Material to process >>
++++++++++++++++++++

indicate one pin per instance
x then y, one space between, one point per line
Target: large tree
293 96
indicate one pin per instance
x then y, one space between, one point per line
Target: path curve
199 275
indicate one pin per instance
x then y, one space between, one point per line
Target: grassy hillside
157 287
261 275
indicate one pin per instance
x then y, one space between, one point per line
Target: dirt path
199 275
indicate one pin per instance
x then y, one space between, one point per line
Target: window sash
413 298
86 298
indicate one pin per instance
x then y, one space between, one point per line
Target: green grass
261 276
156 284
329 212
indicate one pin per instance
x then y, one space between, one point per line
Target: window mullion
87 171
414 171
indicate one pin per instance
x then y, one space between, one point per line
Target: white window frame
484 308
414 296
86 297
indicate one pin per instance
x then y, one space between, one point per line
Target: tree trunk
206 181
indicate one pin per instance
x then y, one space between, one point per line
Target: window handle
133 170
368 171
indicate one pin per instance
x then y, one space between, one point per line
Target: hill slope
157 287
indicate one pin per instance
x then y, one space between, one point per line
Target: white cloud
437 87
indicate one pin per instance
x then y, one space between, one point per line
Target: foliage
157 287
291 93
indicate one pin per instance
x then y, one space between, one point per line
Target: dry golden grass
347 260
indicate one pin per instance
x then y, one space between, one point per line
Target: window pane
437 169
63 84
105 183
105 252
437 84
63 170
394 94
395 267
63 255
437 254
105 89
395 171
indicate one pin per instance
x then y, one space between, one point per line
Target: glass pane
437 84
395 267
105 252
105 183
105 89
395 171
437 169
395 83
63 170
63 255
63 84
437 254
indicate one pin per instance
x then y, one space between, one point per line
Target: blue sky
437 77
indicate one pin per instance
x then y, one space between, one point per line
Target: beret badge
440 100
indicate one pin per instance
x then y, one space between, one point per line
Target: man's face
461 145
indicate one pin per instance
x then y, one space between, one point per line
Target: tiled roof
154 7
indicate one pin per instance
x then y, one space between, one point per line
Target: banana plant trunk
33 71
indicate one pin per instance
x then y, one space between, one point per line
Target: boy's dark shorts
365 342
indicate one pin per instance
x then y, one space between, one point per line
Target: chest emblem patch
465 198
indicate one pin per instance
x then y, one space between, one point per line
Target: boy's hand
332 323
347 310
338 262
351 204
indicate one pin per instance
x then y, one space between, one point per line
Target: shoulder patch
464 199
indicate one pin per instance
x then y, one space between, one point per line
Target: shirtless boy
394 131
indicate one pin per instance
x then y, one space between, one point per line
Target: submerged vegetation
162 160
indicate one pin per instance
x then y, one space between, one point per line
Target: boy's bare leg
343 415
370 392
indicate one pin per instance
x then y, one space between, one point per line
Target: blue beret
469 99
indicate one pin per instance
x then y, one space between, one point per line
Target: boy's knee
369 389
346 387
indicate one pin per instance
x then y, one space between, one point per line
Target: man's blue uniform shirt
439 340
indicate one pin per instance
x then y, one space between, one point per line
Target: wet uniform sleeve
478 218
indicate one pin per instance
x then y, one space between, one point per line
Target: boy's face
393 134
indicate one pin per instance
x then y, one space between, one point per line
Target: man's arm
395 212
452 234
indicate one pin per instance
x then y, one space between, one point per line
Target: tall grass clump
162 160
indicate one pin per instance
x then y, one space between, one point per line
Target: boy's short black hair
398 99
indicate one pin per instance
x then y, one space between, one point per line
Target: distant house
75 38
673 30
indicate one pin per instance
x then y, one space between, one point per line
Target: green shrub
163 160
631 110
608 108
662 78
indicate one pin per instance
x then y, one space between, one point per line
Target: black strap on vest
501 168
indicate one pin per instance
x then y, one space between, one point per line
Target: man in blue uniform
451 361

++++++++++++++++++++

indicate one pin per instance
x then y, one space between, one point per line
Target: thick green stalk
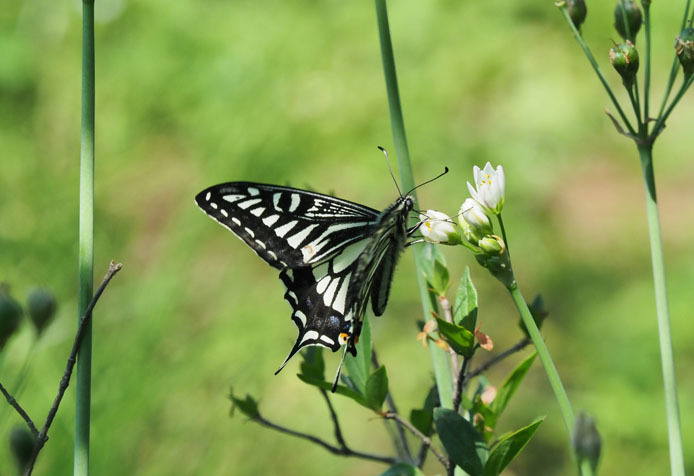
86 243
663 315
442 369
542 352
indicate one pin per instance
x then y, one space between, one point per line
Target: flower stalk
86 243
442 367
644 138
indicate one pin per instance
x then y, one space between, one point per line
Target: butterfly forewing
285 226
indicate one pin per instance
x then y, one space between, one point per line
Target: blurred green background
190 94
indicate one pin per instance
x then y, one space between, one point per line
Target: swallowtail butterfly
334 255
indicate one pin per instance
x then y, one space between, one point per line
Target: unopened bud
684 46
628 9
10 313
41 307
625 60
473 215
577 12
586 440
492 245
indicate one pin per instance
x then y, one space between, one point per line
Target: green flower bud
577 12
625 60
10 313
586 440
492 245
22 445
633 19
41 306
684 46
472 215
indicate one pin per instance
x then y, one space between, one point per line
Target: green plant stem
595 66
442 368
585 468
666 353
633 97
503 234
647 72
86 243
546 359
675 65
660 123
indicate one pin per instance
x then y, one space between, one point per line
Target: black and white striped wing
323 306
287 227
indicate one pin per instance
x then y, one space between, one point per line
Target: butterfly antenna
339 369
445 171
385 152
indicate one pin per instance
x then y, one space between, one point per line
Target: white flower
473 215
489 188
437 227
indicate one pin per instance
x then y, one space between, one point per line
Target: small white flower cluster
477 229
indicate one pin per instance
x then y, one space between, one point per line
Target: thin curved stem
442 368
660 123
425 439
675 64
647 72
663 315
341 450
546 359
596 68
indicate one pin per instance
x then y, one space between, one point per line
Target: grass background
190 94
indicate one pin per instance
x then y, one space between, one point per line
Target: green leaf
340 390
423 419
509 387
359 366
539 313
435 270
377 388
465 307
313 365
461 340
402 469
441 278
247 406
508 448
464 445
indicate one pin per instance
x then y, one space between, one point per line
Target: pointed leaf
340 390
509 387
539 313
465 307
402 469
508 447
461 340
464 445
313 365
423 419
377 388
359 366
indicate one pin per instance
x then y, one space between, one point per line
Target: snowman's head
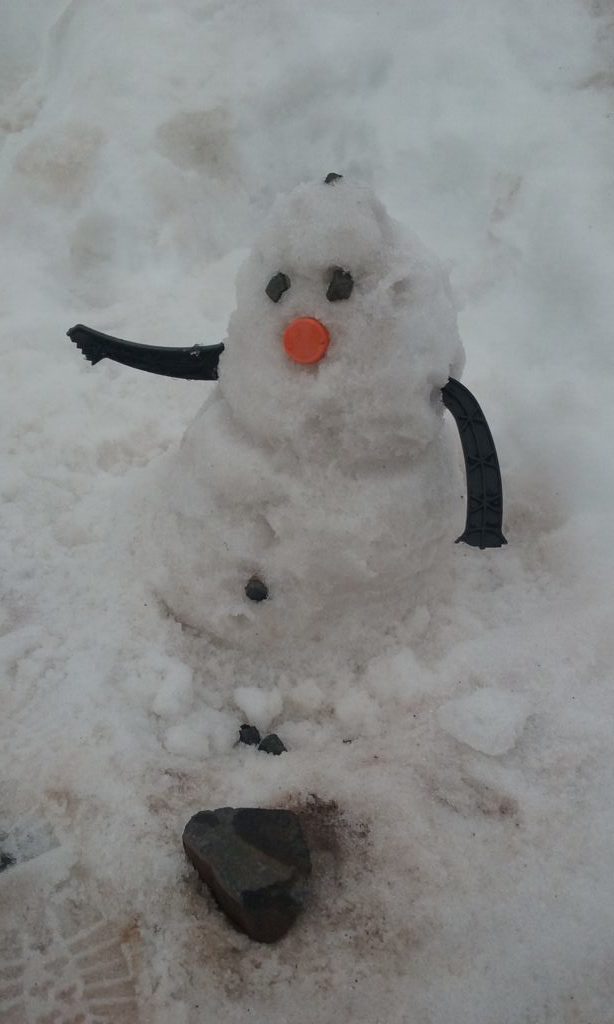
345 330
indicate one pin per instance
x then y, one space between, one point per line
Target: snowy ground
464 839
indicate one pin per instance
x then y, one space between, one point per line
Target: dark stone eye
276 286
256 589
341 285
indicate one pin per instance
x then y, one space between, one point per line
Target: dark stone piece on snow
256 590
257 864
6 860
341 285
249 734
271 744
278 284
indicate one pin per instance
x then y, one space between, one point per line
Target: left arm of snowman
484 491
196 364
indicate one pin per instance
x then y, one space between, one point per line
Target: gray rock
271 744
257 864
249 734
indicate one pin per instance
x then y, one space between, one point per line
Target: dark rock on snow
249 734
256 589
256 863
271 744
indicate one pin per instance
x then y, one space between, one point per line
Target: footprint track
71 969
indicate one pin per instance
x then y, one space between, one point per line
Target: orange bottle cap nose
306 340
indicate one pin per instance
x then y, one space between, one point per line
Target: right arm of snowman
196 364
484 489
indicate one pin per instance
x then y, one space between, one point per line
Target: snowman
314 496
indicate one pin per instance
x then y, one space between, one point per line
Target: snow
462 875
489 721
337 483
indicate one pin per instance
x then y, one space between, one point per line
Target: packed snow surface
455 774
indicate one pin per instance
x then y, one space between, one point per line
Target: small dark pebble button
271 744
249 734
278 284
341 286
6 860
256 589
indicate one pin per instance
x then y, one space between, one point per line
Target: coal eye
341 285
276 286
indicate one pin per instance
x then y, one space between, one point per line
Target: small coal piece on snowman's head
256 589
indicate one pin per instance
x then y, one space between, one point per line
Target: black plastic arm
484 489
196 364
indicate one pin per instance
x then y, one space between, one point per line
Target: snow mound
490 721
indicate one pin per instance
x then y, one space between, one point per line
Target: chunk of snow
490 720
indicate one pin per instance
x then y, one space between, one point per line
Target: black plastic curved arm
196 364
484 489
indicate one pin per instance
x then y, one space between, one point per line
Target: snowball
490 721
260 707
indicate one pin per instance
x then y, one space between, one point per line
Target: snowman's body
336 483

++++++++++++++++++++

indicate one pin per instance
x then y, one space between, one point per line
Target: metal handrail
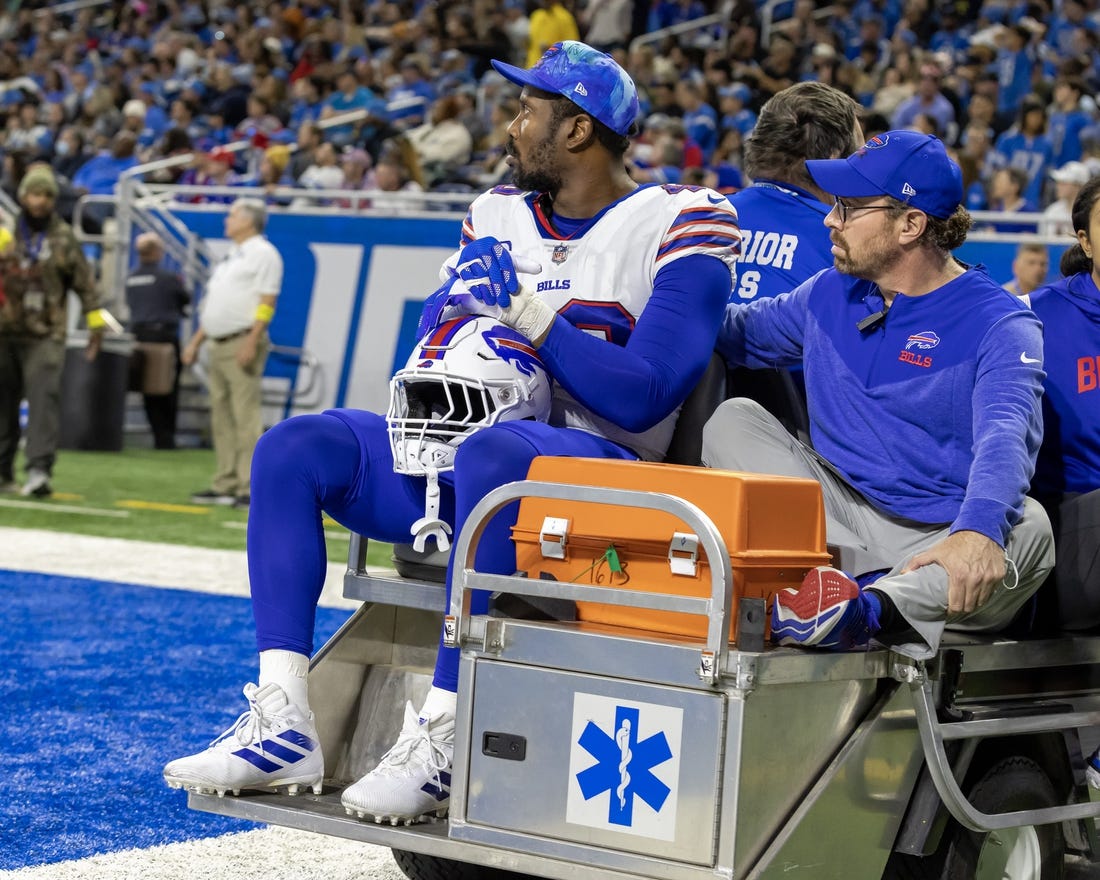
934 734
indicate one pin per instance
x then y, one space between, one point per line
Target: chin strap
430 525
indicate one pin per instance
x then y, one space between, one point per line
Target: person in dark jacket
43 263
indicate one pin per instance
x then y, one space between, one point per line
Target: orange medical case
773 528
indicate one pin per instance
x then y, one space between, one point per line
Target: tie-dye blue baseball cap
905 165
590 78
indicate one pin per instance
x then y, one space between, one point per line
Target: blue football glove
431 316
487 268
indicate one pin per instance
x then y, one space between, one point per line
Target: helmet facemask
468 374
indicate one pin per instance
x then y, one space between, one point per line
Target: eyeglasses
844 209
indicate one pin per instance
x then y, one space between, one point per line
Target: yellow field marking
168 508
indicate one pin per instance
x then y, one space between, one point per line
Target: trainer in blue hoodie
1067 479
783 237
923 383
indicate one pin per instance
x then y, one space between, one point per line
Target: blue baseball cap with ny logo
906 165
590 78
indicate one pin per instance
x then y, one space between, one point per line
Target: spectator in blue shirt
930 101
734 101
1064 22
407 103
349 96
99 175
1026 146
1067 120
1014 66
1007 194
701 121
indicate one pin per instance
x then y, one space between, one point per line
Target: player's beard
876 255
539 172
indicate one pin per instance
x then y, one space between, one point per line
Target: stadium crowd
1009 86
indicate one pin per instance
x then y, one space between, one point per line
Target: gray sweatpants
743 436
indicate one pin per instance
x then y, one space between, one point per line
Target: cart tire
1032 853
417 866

++++++++++++++++++++

Written task >>
Pull out every line of the rows above that contains the string "patch", matching case exactly.

Written answer >>
Target: chest emblem patch
Target: shoulder patch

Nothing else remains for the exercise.